An important question to ask yourself right now is whether you actually know the full potential of your business in a post-COVID-19 world? Unless the answer is yes, it’s hard to see how you could exit in stride. Consider the following moves as you head toward a future when growth is high, trends have accelerated, and the performance differential between sectors and between individual companies will further increase:

  • Initiate the Full-Potential Assessment of your business after the COVID-Exit. Plan to have the results in hand by November or December 2020, at the latest, to help ensure that you identify the right bold moves and the right timing and velocity for each of them. The goal must be to speed up the implementation of your plans through the recovery period—and, given the time line, to be able to batten down the hatches again in the event of further lockdowns.
  • Launch your Portfolio Transformation in 2021. After so many massive, simultaneous disruptions, it is hard to imagine that many businesses will not need to reallocate resources toward future trends after the pandemic. This could imply divesting some activities and investing in megatrends that have accelerated through the crisis. The choice of where to play is a hugely important driver of corporate performance.
  • Overhaul your Digital Transformation in 2021. Not surprisingly, we found that in crises, resilient companies cut their costs 30 percent faster than nonresilient ones do. What is more surprising is that the difference comes not from reduced overhead costs but from real productivity improvements in core processes. Today, those improvements arise from a successful digital and analytics transformation. Companies can measure the huge delta between effective and ineffective transformations through their direct impact on business performance and capability development. Coming out of this crisis, the ability to escape from “pilot purgatory” and into a focused, well-orchestrated transformation program will be a serious differentiator between companies.

================

◆ Task requirements:
1) List the named initiatives that the passage on business moves after COVID-19 recommends.
2) Extend the passage on business moves after COVID-19 with a few sentences that follow on from its last sentence.

◆ Data segment:

================

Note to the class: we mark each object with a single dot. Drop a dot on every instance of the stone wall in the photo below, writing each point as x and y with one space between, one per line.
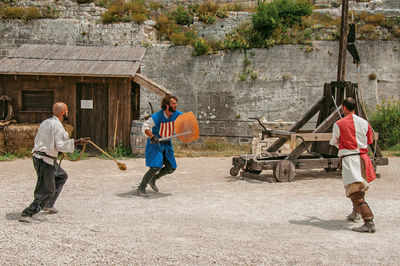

================

◆ Activity answers:
1)
Full-Potential Assessment
Portfolio Transformation
Digital Transformation

2)
In sum, we suggest using 2021 as an investment and transformation year, when you will put your business on track for outperformance over the next decade. Ask yourself whether you have the right initiatives and investments in place to do so.


As you return from your holiday and enter the planning season for 2021, can you think beyond that time frame and envision a COVID-Exit? Can you improve your readiness for a possible disappearance of COVID-19-related uncertainty, when moods will swing and the world will work toward a post-COVID-19 life?

We bet that you can literally feel the party you would want to throw the moment you can see the path out of the crisis, the moment that puts the spring back into your step. Our hearts and minds will still be heavy with lives lost and livelihoods undermined—and we will never forget them—but we will also be able to look ahead toward a COVID-Exit and a new, brighter prospect of life.

This may happen very soon … imagine that!